• [RECORD SET]

________________________________________

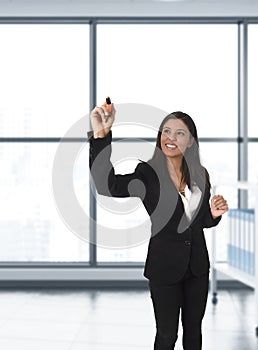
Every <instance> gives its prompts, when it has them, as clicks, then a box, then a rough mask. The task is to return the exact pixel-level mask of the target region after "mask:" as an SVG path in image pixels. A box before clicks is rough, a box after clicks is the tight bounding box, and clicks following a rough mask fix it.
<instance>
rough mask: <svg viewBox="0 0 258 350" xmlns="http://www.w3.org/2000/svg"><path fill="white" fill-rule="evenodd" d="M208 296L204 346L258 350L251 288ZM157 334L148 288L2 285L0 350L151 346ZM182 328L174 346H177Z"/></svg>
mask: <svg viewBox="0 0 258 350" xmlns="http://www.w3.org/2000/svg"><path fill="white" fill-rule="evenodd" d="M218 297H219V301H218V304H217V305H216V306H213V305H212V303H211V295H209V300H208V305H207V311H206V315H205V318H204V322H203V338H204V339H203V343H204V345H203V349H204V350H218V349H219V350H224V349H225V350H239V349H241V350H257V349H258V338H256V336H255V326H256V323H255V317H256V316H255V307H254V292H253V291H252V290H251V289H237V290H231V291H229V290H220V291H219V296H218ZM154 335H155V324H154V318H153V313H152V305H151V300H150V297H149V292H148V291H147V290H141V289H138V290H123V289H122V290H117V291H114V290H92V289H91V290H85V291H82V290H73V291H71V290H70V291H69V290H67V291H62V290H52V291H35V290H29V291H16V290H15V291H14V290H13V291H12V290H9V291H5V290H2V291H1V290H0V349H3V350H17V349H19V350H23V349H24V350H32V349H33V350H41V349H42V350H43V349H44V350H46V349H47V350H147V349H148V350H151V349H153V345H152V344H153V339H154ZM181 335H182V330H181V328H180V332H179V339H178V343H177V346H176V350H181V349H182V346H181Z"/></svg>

________________________________________

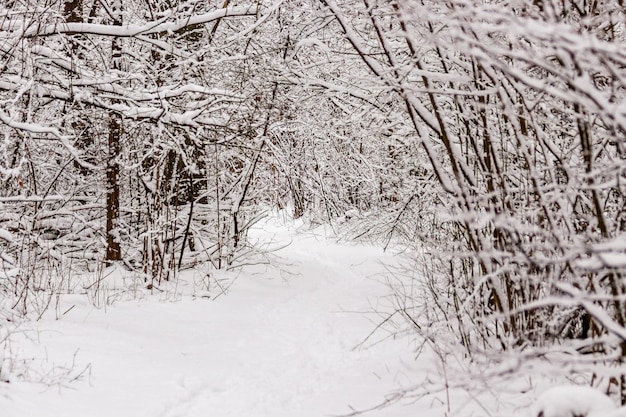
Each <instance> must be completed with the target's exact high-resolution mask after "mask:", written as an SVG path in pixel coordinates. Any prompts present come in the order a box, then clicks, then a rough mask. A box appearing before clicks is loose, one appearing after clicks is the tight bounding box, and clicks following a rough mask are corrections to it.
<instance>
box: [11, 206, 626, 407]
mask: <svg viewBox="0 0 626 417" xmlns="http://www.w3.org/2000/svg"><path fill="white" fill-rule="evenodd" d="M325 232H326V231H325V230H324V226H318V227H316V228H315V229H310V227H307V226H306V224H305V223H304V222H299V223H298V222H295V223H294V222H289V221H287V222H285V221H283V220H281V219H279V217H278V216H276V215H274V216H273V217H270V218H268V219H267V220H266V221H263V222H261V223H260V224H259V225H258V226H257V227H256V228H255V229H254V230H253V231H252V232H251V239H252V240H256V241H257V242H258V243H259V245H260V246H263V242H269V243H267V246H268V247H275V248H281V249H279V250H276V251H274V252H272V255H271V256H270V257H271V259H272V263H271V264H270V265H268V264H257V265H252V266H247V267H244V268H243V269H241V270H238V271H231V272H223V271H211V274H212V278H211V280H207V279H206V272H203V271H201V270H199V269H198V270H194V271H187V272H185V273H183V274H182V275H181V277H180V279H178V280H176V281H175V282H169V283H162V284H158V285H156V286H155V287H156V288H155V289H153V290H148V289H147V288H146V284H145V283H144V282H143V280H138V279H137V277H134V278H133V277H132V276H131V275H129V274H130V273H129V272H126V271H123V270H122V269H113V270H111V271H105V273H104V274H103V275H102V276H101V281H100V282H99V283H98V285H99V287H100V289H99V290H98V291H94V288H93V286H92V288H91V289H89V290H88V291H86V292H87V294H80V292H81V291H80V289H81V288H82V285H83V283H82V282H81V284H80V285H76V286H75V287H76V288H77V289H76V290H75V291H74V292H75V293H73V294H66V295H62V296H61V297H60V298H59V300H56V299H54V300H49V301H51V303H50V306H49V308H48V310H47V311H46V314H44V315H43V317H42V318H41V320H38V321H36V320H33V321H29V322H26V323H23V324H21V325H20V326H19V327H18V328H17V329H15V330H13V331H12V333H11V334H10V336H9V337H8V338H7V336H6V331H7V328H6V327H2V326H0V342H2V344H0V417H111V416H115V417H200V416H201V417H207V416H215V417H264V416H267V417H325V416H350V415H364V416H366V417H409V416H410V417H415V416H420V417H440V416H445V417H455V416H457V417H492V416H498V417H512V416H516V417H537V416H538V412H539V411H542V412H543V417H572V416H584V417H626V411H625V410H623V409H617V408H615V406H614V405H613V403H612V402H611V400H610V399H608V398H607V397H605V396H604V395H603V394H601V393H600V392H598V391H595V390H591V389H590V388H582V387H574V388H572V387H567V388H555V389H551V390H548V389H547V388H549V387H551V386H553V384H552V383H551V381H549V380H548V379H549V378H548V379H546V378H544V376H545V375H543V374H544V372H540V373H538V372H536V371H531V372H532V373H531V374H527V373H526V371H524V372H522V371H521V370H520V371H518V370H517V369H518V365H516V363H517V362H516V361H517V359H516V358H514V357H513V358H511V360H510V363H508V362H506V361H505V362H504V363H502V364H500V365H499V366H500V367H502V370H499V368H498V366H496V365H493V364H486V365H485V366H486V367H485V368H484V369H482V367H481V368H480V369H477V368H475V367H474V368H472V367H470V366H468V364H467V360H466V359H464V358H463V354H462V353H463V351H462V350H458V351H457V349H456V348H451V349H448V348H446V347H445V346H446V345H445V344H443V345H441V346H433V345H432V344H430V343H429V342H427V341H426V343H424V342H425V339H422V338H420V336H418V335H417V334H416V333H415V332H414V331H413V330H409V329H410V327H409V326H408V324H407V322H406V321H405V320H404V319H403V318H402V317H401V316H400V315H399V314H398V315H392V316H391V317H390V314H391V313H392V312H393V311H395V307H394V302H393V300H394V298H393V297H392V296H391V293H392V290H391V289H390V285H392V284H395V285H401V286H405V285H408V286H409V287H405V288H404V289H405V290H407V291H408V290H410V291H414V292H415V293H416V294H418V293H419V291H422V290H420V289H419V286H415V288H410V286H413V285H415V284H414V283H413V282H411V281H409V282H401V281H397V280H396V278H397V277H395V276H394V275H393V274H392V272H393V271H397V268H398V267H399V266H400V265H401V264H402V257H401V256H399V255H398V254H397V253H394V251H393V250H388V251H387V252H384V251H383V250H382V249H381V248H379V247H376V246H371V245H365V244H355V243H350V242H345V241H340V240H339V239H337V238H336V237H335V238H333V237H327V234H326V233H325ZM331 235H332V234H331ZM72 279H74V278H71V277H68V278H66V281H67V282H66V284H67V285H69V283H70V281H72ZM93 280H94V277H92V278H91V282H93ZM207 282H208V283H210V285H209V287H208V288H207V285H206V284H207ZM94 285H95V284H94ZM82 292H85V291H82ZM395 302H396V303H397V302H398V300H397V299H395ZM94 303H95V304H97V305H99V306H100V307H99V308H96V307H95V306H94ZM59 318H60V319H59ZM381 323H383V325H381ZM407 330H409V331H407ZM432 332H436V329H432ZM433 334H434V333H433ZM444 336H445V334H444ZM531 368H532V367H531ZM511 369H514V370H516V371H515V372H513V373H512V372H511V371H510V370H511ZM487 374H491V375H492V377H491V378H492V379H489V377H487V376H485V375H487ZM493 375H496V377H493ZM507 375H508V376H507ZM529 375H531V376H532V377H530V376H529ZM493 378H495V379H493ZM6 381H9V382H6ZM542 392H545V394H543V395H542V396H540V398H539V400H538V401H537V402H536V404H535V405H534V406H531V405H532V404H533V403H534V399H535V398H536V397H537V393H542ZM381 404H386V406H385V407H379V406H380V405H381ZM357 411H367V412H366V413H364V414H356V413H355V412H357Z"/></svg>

________________________________________

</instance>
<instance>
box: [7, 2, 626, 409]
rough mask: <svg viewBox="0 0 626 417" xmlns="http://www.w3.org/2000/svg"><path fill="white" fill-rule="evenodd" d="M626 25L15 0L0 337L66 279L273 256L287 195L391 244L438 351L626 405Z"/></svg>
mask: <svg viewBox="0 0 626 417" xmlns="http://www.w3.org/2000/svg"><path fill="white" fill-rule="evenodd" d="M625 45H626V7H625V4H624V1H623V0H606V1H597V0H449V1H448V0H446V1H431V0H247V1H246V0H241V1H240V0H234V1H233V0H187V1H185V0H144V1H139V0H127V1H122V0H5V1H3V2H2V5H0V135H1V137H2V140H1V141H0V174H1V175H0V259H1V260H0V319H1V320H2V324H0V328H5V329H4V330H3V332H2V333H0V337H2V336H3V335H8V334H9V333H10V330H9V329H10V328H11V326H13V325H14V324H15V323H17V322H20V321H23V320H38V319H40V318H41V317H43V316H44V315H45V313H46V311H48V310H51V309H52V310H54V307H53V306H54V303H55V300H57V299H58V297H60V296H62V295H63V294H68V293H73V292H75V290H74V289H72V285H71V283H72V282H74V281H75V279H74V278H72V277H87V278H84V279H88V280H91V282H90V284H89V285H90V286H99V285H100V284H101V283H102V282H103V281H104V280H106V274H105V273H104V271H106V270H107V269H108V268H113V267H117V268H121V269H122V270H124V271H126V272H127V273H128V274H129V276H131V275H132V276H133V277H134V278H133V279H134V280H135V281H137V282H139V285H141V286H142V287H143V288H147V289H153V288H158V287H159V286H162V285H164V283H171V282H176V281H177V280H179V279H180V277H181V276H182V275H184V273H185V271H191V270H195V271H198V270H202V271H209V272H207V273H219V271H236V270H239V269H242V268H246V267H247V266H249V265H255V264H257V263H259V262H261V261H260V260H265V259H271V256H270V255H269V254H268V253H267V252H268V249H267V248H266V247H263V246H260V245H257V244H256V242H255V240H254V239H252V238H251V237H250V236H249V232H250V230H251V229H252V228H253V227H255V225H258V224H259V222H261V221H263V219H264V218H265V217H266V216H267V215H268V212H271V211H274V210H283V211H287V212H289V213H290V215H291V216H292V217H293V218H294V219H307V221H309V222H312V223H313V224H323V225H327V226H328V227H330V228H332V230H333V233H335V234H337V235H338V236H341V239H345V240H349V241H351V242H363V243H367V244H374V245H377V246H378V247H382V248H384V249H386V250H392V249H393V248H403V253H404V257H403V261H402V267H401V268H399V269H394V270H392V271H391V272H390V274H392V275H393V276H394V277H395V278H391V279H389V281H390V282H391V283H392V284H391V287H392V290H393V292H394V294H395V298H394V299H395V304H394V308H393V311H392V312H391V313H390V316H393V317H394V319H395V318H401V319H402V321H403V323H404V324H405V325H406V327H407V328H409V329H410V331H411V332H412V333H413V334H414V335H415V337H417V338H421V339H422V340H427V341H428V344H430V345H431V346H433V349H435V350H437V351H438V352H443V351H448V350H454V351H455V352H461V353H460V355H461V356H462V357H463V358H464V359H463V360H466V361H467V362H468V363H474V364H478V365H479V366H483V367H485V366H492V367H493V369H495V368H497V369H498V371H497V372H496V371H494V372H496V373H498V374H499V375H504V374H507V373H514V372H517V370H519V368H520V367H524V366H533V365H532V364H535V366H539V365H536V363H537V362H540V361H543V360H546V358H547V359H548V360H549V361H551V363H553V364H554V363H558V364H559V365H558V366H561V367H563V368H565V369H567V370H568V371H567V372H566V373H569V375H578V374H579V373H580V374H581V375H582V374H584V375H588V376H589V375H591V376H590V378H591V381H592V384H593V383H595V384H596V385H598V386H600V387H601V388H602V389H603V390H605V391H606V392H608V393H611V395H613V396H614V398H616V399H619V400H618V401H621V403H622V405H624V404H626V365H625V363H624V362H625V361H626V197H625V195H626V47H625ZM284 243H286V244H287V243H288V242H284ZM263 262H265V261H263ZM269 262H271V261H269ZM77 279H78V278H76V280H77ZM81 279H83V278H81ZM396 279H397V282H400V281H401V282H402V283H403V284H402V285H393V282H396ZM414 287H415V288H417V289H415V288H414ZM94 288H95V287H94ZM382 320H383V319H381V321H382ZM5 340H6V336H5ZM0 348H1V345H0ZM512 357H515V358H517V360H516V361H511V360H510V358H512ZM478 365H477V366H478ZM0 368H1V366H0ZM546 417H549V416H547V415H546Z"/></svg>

________________________________________

• [INSTRUCTIONS FOR THE TASK]
What do you get when you copy out the listing from the line containing "</instance>" through the line containing "25L15 0L0 337L66", character for character?

• [THE ANSWER]
</instance>
<instance>
box: [7, 2, 626, 409]
rough mask: <svg viewBox="0 0 626 417" xmlns="http://www.w3.org/2000/svg"><path fill="white" fill-rule="evenodd" d="M626 25L15 0L0 337L66 279L273 256L287 195L391 244L438 351L626 405Z"/></svg>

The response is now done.